→ **What this task involves**:
Only the line with "Look at the photo above. For every instance of the concrete" and the lines after it, to the end of the data, should appear in the answer, each reproduced exactly.

(Natural-language object grounding data)
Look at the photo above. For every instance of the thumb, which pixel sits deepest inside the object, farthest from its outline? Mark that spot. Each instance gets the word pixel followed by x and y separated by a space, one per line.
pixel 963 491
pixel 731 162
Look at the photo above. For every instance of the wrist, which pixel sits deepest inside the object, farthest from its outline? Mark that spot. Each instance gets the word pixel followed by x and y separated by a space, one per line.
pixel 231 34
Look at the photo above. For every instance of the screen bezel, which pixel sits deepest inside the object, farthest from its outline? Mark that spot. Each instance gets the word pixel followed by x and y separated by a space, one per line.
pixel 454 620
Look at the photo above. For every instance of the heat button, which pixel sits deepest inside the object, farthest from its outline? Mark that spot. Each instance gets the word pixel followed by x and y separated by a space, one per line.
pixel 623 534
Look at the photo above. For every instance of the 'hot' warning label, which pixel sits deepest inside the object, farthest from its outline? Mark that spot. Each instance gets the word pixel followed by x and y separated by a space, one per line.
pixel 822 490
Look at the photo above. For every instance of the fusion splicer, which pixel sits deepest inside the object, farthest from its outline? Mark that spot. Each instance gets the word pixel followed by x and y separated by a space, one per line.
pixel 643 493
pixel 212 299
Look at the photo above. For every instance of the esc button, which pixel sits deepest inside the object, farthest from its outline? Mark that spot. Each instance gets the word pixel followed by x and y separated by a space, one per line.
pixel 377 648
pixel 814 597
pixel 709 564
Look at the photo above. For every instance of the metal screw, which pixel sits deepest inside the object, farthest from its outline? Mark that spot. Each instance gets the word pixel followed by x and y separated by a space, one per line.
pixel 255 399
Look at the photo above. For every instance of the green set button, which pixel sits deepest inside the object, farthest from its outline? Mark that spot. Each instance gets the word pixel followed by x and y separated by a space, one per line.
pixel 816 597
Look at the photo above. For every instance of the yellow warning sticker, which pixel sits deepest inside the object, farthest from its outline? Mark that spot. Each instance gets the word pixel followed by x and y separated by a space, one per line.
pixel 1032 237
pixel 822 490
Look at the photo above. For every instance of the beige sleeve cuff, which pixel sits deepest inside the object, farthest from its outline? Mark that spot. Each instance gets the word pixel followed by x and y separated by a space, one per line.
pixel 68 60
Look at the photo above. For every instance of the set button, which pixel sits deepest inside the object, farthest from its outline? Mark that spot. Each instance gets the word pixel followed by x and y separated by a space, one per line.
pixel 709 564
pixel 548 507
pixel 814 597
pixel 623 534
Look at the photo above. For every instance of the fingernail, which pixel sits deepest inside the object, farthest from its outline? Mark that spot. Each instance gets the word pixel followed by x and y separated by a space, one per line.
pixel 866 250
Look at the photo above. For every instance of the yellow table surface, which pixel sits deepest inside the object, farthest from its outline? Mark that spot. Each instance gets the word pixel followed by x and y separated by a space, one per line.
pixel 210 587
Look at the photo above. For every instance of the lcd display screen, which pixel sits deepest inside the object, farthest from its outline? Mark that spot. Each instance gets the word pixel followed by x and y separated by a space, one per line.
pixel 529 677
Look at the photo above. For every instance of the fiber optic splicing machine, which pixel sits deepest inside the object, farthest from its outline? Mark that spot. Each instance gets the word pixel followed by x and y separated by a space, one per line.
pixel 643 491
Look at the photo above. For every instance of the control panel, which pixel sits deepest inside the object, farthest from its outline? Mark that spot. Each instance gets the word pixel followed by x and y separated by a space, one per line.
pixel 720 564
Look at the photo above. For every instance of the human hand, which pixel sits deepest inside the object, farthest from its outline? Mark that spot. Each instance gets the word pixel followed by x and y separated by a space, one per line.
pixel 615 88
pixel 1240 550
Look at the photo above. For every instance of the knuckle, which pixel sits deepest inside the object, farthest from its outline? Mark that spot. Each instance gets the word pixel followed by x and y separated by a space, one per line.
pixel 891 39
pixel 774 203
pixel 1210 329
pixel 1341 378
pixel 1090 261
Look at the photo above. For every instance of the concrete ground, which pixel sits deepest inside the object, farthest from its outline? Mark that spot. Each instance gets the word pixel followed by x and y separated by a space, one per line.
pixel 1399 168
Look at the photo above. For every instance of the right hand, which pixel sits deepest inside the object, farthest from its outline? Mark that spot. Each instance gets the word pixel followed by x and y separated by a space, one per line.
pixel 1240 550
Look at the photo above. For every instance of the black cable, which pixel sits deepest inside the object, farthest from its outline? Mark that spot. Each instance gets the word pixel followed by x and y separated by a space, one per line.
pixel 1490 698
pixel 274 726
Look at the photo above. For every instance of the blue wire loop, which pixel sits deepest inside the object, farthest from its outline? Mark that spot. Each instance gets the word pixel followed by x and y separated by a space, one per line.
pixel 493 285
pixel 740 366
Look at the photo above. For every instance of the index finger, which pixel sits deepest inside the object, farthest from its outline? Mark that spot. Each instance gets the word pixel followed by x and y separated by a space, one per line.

→ **Answer section**:
Look at the photo above. For every instance of the concrete ground, which pixel sits deepest inside the object, farthest from its outline? Mark that spot. Each instance gets the word pixel followed by x and y separated by a space, one per line.
pixel 1399 168
Look at the photo above. For every instance of the right hand, which pixel sits deepest inside the object, farthest from its outline? Mark that spot. Each instance gets the word pixel followed by x and y separated by a space, one per line.
pixel 1240 550
Look at the photo above. For every instance of the black cable, which pixel sits deepest inside the object, farthest from its outline? Mark that spot. Each instance gets the word pixel followed by x and y separated by a space, one per line.
pixel 1490 698
pixel 274 726
Look at the photo above. For every instance of the blue wire loop, which pixel sits deepest inside the object, farthest from its outline? Mark that spot. Each instance gets the word pixel followed by x and y separated by a space, one per line.
pixel 493 285
pixel 740 366
Look at the photo above. For every instance of the index finger, which pixel sits deepest inside the object, farthest from its outline? Mark that spot. Each instance gets the word pixel followed by x and y separated by a space, one per line.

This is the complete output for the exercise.